Entries from an annotation dataset:
──────

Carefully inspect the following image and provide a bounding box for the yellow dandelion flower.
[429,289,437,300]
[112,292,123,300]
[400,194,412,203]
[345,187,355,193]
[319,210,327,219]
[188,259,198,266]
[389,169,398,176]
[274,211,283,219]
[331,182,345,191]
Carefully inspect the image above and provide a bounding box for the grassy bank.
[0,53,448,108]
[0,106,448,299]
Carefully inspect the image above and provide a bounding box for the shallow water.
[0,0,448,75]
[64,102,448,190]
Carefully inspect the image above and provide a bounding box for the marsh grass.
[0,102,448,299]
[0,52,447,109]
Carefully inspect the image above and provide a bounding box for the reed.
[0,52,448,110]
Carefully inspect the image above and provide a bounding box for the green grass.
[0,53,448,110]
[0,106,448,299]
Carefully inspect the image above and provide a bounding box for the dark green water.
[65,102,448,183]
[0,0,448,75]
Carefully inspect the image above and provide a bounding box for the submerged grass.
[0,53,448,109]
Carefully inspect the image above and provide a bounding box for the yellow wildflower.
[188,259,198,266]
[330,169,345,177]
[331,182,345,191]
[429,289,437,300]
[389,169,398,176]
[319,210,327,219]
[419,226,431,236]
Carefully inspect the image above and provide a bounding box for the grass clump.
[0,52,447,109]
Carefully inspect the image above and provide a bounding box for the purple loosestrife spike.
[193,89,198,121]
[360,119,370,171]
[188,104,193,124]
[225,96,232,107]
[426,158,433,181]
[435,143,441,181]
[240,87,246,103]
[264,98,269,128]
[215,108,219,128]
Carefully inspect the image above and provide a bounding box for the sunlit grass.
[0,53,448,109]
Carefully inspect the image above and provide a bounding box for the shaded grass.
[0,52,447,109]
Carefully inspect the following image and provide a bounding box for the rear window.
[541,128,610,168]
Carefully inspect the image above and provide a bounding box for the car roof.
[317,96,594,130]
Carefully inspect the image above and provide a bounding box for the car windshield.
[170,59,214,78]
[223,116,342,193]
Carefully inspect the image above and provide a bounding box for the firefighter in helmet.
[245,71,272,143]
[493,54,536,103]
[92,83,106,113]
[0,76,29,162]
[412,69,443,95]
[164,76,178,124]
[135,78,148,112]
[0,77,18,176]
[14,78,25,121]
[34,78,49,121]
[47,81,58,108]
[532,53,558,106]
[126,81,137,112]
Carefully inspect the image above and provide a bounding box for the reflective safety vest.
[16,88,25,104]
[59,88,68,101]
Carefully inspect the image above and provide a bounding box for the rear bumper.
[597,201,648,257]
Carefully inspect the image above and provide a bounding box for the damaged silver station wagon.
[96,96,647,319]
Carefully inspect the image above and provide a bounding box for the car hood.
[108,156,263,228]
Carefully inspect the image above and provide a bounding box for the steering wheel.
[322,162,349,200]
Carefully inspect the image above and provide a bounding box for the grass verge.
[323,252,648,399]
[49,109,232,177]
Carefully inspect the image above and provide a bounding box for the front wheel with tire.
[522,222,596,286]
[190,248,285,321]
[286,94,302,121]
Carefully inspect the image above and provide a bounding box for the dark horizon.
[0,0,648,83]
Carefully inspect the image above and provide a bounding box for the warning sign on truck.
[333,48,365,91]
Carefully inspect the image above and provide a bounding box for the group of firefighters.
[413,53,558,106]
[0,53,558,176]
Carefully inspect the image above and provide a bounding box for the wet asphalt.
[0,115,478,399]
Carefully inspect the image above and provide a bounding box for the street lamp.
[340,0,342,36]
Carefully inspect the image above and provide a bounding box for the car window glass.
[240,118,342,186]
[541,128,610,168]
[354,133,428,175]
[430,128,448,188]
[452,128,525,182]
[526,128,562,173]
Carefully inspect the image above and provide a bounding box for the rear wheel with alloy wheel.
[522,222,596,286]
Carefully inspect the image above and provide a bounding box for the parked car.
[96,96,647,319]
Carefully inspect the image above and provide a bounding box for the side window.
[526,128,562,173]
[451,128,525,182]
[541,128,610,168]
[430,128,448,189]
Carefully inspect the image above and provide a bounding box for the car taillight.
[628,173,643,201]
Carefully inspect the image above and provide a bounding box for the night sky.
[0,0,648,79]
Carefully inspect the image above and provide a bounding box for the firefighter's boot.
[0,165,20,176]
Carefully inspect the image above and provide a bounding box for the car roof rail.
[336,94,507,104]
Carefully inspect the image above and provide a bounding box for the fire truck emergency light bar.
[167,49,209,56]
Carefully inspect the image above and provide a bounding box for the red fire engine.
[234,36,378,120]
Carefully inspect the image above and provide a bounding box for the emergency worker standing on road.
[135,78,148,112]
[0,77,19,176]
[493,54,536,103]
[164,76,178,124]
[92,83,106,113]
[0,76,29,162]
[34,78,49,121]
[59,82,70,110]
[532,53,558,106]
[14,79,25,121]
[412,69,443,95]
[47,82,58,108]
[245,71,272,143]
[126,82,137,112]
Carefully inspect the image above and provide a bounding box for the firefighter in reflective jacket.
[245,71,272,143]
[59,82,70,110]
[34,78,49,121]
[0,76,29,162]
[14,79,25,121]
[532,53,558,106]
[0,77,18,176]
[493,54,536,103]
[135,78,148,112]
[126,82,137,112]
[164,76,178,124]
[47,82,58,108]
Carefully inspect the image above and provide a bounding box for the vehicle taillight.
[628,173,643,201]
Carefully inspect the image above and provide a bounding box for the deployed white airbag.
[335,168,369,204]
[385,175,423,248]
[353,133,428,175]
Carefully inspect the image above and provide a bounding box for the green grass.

──────

**Task to complete**
Copy all of the data above word for word, with nothing changed.

**Answer for this exercise**
Carefully inspect the following image and provide a bounding box for the yellow dandelion flower.
[429,289,437,300]
[112,292,123,300]
[400,194,412,203]
[345,187,355,193]
[319,210,327,219]
[188,259,198,266]
[389,169,398,176]
[274,211,283,219]
[331,182,345,191]
Carefully inspect the image above and provide a bounding box for the grassy bank.
[0,53,448,108]
[0,106,448,299]
Carefully inspect the image above and provide a bounding box for the shallow water.
[0,0,448,75]
[64,102,448,190]
Carefully inspect the image above and provide a bounding box for the marsh grass.
[0,102,448,299]
[0,52,447,109]
Carefully inspect the image above and provide a bounding box for the reed.
[0,52,448,110]
Carefully inspect the image above and provide a bounding box for the green grass.
[0,53,448,110]
[0,106,448,299]
Carefully inspect the image above and provide a bounding box for the dark green water.
[65,102,448,183]
[0,0,448,75]
Carefully inspect the image above and provide a bounding box for the submerged grass.
[0,53,448,109]
Carefully inspect the image above and provide a bounding box for the yellow wildflower.
[188,259,198,266]
[330,169,345,177]
[331,182,345,191]
[429,289,437,300]
[389,169,398,176]
[319,210,327,219]
[419,226,431,236]
Carefully inspect the image above and provide a bounding box for the grass clump.
[0,52,447,109]
Carefully inspect the image above and provide a bounding box for the purple loosestrife spike.
[193,89,198,121]
[360,119,370,171]
[188,104,193,124]
[225,96,232,107]
[426,158,433,181]
[435,143,441,181]
[240,87,246,103]
[264,98,269,128]
[215,108,219,128]
Carefully inspect the image above and provide a bounding box for the sunlit grass.
[0,53,448,109]
Carefully inspect the image above and provide a bounding box for the shaded grass.
[0,52,447,109]
Carefully inspect the following image and provide a bounding box for the rear window.
[541,128,610,168]
Carefully inspect the image above and provide a bounding box for the car roof.
[317,96,594,130]
Carefully inspect the image above and provide a bounding box for the car windshield.
[170,59,214,78]
[223,116,342,193]
Carefully inspect the image above and provide a bounding box for the firefighter in helmet.
[245,71,272,143]
[493,54,536,103]
[92,83,106,113]
[0,76,29,162]
[412,69,443,95]
[164,76,178,124]
[135,78,148,112]
[0,77,18,176]
[14,78,25,121]
[34,78,49,121]
[47,81,58,108]
[532,53,558,106]
[126,81,137,112]
Carefully inspect the image above and provide a bounding box for the reflective safety vest.
[16,88,25,104]
[59,88,68,101]
Carefully inspect the image above and provide a bounding box for the rear bumper.
[597,201,648,257]
Carefully inspect the image above and provide a bounding box for the damaged silver station wagon.
[96,96,647,319]
Carefully inspect the image above and provide a bounding box for the car hood.
[108,156,263,228]
Carefully inspect the image above and provide a bounding box for the steering wheel.
[322,162,349,200]
Carefully inspect the image above and provide a bounding box for the grass verge.
[323,252,648,399]
[49,109,232,177]
Carefully inspect the image above and provide a bounding box for the front wheel with tire.
[522,222,596,286]
[190,248,285,321]
[286,94,302,121]
Carefully inspect the image above and provide a bounding box for the dark horizon.
[0,0,648,83]
Carefully inspect the image above and provide a bounding box for the warning sign on truck.
[333,48,365,91]
Carefully inspect the image above and provide a bounding box for the group of firefighters.
[413,53,558,106]
[0,53,558,176]
Carefully inspect the image above and provide a bounding box for the wet asphalt.
[0,115,478,399]
Carefully inspect the image above and provide a bounding box for the street lamp.
[340,0,342,36]
Carefully inspect the image above and provide a bounding box for the car window glass.
[240,118,342,186]
[541,128,610,168]
[354,133,428,175]
[430,128,448,188]
[452,128,525,182]
[526,128,562,173]
Carefully inspect the image above and provide a bounding box for the rear wheel with alloy wheel.
[522,222,596,286]
Carefully inspect the image above and provide a bounding box for the parked car.
[96,96,647,319]
Carefully inspect the image above and provide a bounding box for the side window.
[526,128,562,173]
[451,128,525,182]
[541,128,610,168]
[430,128,448,189]
Carefully inspect the image above and provide a bounding box for the car taillight.
[628,173,643,201]
Carefully inspect the image above and provide a bounding box for the night sky.
[0,0,648,79]
Carefully inspect the image above and provide a bounding box for the firefighter's boot.
[0,165,20,176]
Carefully inspect the image above and provide a bounding box for the car roof rail.
[336,94,507,104]
Carefully inspect the image above and provide a bounding box for the fire truck emergency light bar.
[167,49,209,56]
Carefully inspect the image above and provide a bounding box for the red fire engine.
[234,36,378,120]
Carefully inspect the image above and provide a bounding box for the emergency worker standing on road.
[135,78,148,112]
[0,77,19,176]
[493,54,536,103]
[164,76,178,124]
[92,83,106,113]
[0,76,29,162]
[34,78,49,121]
[59,82,70,110]
[532,53,558,106]
[14,79,25,121]
[412,69,443,95]
[47,82,58,108]
[245,71,272,143]
[126,82,137,112]
Carefully inspect the image above and provide a bounding box for the firefighter in reflective jacket.
[245,71,272,143]
[59,82,70,110]
[34,78,49,121]
[0,76,29,162]
[14,79,25,121]
[532,53,558,106]
[0,77,18,176]
[493,54,536,103]
[135,78,148,112]
[126,82,137,112]
[164,76,178,124]
[47,82,58,108]
Carefully inspect the image above and provide a bounding box for the vehicle taillight.
[628,173,643,201]
Carefully inspect the image above and provide a bounding box for the deployed white airbag.
[335,168,369,204]
[385,175,423,248]
[353,133,428,175]
Carefully inspect the image above and provide a bounding box for the green grass.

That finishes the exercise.